__THE PROBLEM__: Give the count of lines in the entries that include "plastic", and write nothing besides it.

__RECORD SET__:
Start of Block

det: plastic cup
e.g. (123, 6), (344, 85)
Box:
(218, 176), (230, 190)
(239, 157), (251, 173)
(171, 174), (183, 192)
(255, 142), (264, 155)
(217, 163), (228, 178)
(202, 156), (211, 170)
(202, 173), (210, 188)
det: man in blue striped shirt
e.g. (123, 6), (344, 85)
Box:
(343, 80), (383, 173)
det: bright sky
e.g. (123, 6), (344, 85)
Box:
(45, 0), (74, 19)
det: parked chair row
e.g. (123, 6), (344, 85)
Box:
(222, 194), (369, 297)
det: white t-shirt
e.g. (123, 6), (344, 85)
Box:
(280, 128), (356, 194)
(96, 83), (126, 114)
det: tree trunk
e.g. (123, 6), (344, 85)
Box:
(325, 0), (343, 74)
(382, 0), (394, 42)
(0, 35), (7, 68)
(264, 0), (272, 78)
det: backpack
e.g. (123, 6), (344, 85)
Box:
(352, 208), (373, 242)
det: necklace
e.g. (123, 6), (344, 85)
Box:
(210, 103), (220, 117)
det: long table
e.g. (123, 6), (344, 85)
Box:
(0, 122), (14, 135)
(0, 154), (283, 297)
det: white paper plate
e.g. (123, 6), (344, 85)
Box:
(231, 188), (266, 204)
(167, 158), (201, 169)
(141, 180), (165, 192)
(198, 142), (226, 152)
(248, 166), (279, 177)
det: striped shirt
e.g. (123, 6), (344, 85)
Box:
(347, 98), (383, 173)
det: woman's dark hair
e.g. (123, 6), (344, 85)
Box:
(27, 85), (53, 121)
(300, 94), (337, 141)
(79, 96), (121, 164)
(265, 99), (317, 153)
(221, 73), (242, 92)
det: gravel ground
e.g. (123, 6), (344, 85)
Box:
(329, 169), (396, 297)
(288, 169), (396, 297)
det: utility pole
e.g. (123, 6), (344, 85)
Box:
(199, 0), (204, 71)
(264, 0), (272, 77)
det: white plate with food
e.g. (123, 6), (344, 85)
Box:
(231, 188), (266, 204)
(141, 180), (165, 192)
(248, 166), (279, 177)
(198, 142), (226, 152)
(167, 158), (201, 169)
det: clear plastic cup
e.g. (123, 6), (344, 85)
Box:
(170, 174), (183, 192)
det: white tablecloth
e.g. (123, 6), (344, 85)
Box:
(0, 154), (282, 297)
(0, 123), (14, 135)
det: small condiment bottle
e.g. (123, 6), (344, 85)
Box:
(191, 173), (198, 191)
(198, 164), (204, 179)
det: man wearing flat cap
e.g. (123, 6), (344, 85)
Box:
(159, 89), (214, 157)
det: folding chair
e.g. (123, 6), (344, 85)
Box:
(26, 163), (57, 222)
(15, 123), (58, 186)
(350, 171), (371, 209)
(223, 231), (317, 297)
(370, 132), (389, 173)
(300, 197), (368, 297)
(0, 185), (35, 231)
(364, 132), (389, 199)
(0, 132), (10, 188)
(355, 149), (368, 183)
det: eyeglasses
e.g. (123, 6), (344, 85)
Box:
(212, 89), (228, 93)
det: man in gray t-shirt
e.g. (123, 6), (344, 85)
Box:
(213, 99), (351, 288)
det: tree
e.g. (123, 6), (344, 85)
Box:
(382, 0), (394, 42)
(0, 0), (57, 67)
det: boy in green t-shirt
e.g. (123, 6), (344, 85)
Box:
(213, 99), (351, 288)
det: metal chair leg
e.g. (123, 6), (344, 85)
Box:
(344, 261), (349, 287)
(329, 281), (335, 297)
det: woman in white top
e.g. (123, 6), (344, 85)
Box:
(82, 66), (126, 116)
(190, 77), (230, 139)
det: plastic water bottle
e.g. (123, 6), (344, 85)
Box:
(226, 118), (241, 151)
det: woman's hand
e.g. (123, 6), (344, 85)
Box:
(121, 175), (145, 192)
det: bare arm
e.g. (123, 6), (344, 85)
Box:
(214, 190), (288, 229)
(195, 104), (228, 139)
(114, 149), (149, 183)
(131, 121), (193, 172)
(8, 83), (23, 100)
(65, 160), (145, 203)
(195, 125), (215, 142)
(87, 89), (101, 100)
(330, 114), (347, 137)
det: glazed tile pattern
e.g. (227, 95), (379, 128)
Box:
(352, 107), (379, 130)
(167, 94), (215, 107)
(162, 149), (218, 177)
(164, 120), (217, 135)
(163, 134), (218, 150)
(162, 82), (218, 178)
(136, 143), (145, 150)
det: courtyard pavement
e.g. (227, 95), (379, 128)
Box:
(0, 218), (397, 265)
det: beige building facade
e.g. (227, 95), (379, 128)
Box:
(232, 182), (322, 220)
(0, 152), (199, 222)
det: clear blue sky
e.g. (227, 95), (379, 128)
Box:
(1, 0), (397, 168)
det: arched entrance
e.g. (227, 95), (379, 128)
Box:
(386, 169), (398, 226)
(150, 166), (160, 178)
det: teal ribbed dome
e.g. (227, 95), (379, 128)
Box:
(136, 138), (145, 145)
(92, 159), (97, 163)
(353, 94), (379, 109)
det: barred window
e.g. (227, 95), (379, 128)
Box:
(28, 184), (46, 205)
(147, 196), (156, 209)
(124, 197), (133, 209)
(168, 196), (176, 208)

End of Block

__EXPECTED ANSWER__: 3